> **TRY IT**
Whichever lines of the entries hold the word "below" should be identified and copied.

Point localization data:
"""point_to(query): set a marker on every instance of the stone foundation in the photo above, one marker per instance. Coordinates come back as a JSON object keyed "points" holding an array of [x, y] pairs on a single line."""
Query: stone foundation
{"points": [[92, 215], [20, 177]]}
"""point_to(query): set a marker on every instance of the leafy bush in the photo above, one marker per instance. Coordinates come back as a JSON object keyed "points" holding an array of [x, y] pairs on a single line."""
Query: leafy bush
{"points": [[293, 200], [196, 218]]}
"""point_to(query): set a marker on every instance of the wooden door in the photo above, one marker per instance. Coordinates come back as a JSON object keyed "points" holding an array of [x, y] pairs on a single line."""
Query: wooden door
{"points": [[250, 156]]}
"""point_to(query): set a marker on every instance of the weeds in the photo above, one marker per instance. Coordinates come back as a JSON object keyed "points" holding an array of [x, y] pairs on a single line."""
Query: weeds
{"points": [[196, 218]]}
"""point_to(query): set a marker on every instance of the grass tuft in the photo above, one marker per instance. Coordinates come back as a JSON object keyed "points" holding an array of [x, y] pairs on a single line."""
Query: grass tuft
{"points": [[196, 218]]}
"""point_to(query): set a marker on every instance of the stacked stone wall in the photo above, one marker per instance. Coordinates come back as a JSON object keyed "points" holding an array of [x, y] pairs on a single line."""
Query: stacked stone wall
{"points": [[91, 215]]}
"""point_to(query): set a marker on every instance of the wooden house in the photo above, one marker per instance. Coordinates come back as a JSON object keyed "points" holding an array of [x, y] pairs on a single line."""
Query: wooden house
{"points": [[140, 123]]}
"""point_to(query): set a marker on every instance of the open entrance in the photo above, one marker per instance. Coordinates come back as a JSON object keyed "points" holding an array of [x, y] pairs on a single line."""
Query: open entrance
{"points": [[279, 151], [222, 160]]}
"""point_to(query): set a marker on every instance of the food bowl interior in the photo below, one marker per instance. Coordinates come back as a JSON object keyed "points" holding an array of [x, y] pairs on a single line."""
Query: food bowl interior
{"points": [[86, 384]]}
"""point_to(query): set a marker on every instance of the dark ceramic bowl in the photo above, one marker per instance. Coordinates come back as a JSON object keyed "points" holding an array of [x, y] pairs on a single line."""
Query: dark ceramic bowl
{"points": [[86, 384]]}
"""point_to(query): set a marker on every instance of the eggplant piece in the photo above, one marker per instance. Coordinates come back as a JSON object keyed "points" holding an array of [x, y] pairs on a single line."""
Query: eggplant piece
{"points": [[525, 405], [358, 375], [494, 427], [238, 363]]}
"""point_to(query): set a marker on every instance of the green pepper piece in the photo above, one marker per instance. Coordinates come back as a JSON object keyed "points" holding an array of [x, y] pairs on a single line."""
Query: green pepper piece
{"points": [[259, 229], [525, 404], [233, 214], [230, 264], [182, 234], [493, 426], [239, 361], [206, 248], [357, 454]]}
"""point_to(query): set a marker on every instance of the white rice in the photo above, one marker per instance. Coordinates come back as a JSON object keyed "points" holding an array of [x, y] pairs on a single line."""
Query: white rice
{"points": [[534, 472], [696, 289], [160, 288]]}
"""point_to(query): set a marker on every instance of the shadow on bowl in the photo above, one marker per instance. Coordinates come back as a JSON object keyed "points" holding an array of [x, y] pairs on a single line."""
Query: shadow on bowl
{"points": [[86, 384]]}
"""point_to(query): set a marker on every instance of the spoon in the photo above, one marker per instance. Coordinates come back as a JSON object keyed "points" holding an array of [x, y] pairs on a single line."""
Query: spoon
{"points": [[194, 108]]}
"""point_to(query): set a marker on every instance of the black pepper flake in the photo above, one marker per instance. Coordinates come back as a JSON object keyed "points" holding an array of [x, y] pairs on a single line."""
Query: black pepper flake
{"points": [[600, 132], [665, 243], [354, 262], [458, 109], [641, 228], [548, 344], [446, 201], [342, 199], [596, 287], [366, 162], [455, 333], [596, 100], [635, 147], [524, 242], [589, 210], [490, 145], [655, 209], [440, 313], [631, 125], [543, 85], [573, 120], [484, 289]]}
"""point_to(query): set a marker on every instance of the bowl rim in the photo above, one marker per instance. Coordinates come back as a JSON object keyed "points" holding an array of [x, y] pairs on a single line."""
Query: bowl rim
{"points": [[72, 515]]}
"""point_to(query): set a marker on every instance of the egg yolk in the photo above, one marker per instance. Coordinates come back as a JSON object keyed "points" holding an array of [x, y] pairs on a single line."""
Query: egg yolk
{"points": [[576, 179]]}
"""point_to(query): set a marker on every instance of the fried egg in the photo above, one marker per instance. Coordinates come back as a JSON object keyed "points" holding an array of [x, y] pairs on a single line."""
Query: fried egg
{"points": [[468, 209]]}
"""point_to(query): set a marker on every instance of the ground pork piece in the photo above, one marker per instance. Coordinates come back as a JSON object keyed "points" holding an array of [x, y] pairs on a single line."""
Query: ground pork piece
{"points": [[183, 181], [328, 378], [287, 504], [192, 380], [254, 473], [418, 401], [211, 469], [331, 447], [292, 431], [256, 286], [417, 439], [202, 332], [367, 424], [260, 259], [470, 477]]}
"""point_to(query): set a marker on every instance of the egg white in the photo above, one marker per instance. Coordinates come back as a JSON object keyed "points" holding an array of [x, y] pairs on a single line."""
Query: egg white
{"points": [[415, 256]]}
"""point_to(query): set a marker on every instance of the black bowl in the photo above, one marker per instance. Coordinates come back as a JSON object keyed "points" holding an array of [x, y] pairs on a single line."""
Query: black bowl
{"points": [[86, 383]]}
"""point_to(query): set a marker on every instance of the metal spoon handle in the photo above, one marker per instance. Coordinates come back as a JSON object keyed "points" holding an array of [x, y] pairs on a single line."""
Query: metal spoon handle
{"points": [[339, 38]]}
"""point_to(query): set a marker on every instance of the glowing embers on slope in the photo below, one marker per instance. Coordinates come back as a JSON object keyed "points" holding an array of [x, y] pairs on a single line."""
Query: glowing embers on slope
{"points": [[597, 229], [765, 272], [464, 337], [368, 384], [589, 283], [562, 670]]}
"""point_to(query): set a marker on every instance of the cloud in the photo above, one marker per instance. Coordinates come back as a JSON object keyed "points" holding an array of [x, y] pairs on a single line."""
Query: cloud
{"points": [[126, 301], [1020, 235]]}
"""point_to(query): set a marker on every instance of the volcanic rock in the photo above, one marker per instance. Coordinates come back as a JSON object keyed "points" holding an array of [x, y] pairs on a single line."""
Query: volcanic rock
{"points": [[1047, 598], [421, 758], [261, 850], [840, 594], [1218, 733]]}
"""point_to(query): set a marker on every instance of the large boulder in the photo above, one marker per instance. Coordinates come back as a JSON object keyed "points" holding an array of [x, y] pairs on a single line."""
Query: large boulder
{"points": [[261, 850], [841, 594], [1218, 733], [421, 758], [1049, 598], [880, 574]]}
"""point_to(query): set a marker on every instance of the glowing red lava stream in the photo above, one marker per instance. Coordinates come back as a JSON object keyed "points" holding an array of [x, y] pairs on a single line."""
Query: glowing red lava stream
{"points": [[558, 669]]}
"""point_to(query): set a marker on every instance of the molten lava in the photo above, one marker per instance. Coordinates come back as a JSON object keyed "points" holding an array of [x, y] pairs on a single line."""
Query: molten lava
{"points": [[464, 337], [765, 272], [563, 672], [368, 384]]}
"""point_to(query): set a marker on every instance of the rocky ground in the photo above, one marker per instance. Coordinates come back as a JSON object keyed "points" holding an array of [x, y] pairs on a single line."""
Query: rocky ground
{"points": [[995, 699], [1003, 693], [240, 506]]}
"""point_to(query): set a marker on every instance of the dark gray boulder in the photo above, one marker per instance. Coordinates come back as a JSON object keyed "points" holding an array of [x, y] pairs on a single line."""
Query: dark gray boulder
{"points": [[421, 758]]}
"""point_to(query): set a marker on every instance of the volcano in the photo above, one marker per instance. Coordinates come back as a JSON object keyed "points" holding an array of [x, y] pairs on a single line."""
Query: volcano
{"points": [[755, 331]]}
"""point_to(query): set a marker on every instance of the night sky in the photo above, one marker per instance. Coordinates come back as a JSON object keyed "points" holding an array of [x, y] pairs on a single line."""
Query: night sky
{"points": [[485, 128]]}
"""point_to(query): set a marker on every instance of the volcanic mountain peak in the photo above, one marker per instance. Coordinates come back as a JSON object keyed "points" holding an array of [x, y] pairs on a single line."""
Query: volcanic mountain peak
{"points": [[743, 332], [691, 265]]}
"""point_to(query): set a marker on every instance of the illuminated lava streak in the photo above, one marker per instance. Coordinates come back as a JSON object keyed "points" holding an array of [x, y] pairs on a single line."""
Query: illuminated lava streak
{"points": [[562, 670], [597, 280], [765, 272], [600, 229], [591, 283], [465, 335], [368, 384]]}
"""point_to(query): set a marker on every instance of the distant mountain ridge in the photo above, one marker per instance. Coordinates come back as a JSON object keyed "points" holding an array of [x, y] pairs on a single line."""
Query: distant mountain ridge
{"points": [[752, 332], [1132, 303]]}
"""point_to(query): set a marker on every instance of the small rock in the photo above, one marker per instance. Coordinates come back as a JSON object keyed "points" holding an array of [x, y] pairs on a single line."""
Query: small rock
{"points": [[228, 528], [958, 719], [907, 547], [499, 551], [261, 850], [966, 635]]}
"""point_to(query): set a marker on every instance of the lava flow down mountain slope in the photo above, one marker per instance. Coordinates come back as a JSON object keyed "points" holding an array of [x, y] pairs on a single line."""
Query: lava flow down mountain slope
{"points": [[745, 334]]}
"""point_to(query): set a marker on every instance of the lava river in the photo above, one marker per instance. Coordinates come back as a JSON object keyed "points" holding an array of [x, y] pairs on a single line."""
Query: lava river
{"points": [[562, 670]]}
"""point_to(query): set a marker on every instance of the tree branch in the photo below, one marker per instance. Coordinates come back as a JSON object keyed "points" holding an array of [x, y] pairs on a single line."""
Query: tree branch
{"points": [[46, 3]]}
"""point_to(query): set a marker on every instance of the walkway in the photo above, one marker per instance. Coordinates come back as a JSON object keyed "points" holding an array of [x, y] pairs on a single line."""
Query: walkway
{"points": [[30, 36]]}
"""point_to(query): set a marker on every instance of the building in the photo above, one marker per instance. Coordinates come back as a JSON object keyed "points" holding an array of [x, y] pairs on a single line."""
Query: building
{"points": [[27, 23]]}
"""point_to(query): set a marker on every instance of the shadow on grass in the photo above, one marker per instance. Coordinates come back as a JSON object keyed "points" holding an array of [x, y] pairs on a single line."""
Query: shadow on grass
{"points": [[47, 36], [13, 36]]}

> **RESULT OF THE TASK**
"""point_to(query): set a marker on every instance of the food bowl interior in the photo below, one marker per instance. Coordinates come back as a JSON object keyed "points" holding an array of [x, y] pairs on a single line."""
"""point_to(query): set a marker on every instance of the glowing embers on slope in the photo below, one marker per instance. Coordinates come back as a JSON object keyed "points" holding an array of [x, y] pairs on a single line."""
"""point_to(query): set a marker on every instance of the tree branch in the photo below, one marker per instance. Coordinates come back as a JSON object keyed "points" holding an array of [x, y] pairs on a single line."""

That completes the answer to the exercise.